» GOAL OF THE EXERCISE
Your reply should be one number: how many lines of the material contain the word "every".

=== Begin Enclosure ===

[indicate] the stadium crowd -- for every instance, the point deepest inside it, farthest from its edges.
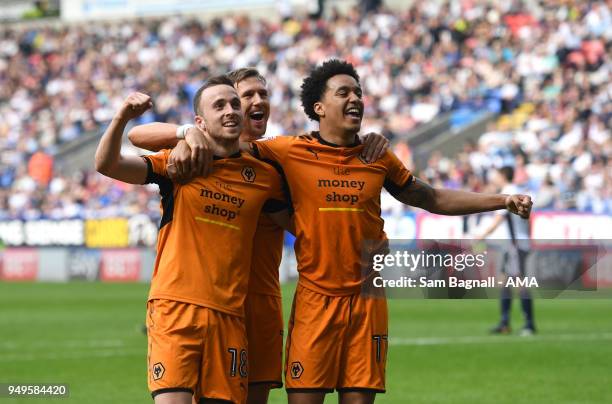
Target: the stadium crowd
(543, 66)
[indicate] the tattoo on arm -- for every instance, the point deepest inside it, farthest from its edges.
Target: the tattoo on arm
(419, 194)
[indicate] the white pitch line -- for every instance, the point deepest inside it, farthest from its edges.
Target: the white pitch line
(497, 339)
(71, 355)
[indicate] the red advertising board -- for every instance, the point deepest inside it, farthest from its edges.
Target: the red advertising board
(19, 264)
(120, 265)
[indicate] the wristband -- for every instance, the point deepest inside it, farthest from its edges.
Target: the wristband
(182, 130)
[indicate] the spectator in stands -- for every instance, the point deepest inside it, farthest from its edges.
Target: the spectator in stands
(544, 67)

=== End Enclosure ===

» TASK RESPONSE
6